News in Oxford

By Unknown Author

While it cannot be confirmed, it has been reported that inmates in Campsfield House are staging a hunger strike in protest at the government's refusal to close the home for asylum seekers.

Unconfirmed reports claim that as many as forty inmates could be participating in the protest. It has also been rumoured that one protester is threatening to continue the hunger strike to the point of starvation.

A candidate for the post of Treasurer in the recent Merton JCR elections came second despite a winning collection of policies.

The centrepiece of his campaign was the promise to "jizz all over the JCR accounts."

Staying with the theme of JCR elections, Balliol JCR has renamed one of its most high-powered posts after one of Oxford's most celebrated students.

The post of 'Food and Hospitality Rep' has been named after the outgoing rep, none other than Stephen Doody.

The post will henceforth be referred to as the 'Foody Rep'.

College parents in Hertford College are to have letters to their college children censored by the Bursar.

Next year's second years who last week chose spouses will not receive the addresses of their fresher children to send them letters during the vacation. Instead all communication with college children will have to be sent via the Bursar.

• _REQUIRED ACTION_
Proceed with the Oxford news roundup, writing on from its final sentence about letters sent via the Bursar. The data that comes next has no connection to the Oxford news roundup.

[Stored data entries]
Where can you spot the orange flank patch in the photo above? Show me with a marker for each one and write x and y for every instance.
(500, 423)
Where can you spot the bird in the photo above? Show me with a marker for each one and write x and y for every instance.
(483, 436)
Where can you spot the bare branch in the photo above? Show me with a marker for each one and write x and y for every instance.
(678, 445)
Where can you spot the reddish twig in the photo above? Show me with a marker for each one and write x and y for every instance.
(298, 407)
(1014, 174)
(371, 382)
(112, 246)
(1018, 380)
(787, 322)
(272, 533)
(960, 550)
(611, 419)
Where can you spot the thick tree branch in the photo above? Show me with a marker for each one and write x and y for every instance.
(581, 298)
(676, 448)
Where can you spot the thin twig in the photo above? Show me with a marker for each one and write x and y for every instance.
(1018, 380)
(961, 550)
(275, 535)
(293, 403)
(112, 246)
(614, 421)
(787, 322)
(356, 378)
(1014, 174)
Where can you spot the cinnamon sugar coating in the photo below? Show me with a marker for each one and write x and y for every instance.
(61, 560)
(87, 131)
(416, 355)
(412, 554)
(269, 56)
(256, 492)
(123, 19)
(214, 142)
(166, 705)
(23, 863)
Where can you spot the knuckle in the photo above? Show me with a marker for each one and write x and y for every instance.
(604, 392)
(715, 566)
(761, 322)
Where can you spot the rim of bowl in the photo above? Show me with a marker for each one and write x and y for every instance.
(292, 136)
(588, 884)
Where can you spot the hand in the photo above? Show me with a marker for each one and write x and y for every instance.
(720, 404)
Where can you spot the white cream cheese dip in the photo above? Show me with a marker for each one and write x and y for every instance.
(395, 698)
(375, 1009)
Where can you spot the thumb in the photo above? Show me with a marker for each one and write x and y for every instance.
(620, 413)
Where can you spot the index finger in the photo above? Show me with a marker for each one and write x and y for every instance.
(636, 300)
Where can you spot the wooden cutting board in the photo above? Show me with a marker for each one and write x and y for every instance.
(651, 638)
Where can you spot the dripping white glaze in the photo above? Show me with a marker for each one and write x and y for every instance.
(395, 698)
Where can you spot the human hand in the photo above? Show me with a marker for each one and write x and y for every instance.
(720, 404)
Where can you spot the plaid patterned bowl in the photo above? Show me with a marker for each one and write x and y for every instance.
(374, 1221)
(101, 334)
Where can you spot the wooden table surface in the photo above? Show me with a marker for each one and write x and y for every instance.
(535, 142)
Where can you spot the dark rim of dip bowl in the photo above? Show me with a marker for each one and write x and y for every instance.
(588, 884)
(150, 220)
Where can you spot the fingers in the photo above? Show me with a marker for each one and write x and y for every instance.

• _RESPONSE_
The measures have been imposed by the SCR, which normally gives the addresses of freshers to the JCR, in a draft of recent measures to prevent a non-payment campaign.

It appears that the SCR fears that parents will send their children propaganda extolling the virtues of non-payment.

The SCR also looks set to refuse to let people come up at the start of Michaelmas if they have not already paid their fees.

College parents complained that the SCR was treating them like children themselves and several said that, given it was the obvious intention of the college to open the letters, they would not write as the SCR was breaching their privacy.

The legality of the system is being looked into - one undergraduate lawyer suggested the Bursar could be prosecuted for tampering with private mail.